━━ Blok Teks ━━

Direktur Jenderal Penyelenggaraan Haji dan Umrah (PHU), Hilman Latief, menegaskan bahwa pemerintah Indonesia belum mendapatkan kabar apapun mengenai penerbitan kembali visa mujamalah atau yang dikenal dengan istilah visa furoda.
“Kami perlu sampaikan bahwa pemerintah Indonesia sampai hari ini belum menerima informasi resmi mengenai pembukaan visa furoda sebagaimana yang ramai diberitakan di media sosial,” ujar Hilman dari Makkah, Minggu 1 Juni 2025.
Ia menambahkan, seluruh proses keberangkatan jemaah haji reguler Indonesia telah selesai per hari ini. Tercatat 525 kelompok terbang (kloter) telah diberangkatkan menuju Tanah Suci.
“Alhamdulillah, 525 kloter sudah terbang ke Tanah Suci,” ungkapnya.
Baca juga: Kenali Perbedaan Haji Reguler, Haji Khusus, dan Haji Furoda
DPR: Negara Harus Hadir Lindungi Jemaah Furoda
Sementara itu, Anggota Komisi VIII DPR RI, Abdul Fikri Faqih, menyampaikan bahwa meskipun visa furoda bersifat business-to-business (B2B) antara travel Indonesia dan pihak Arab Saudi.

━━━

- Latihan Tertulis 1:
Tulis ulang paragraf teks tentang visa furoda yang diawali "Direktur Jenderal Penyelenggaraan Haji" dengan lebih ringkas, tetapi pertahankan fakta utamanya.

━━ Entri yang Ditampilkan ━━

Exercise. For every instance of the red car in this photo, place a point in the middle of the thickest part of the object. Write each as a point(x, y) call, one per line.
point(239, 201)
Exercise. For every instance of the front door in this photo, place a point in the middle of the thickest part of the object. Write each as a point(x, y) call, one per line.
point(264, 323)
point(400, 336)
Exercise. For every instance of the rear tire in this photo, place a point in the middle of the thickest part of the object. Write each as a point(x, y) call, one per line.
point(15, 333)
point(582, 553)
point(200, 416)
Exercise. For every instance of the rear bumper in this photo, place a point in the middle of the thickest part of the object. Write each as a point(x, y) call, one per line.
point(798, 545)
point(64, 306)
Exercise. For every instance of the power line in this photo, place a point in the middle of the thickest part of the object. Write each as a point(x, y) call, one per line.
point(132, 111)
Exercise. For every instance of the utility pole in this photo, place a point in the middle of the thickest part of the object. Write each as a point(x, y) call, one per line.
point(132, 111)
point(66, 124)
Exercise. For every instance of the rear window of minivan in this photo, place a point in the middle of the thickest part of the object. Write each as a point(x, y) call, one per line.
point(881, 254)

━━━

- Latihan Tertulis 2:
Susun entri mulai dari baris yang memuat "Exercise. For every instance of the rear tire" sampai baris terakhir entri sebagai daftar JSON berisi string, satu string untuk setiap baris dan tanpa baris kosong.

- Jawaban Lengkap 1:
Dirjen PHU Hilman Latief menegaskan bahwa pemerintah Indonesia belum menerima kabar apa pun soal penerbitan kembali visa mujamalah atau visa furoda.

- Jawaban Lengkap 2:
[
  "Exercise. For every instance of the rear tire in this photo, place a point in the middle of the thickest part of the object. Write each as a point(x, y) call, one per line.",
  "point(15, 333)",
  "point(582, 553)",
  "point(200, 416)",
  "Exercise. For every instance of the rear bumper in this photo, place a point in the middle of the thickest part of the object. Write each as a point(x, y) call, one per line.",
  "point(798, 545)",
  "point(64, 306)",
  "Exercise. For every instance of the power line in this photo, place a point in the middle of the thickest part of the object. Write each as a point(x, y) call, one per line.",
  "point(132, 111)",
  "Exercise. For every instance of the utility pole in this photo, place a point in the middle of the thickest part of the object. Write each as a point(x, y) call, one per line.",
  "point(132, 111)",
  "point(66, 124)",
  "Exercise. For every instance of the rear window of minivan in this photo, place a point in the middle of the thickest part of the object. Write each as a point(x, y) call, one per line.",
  "point(881, 254)"
]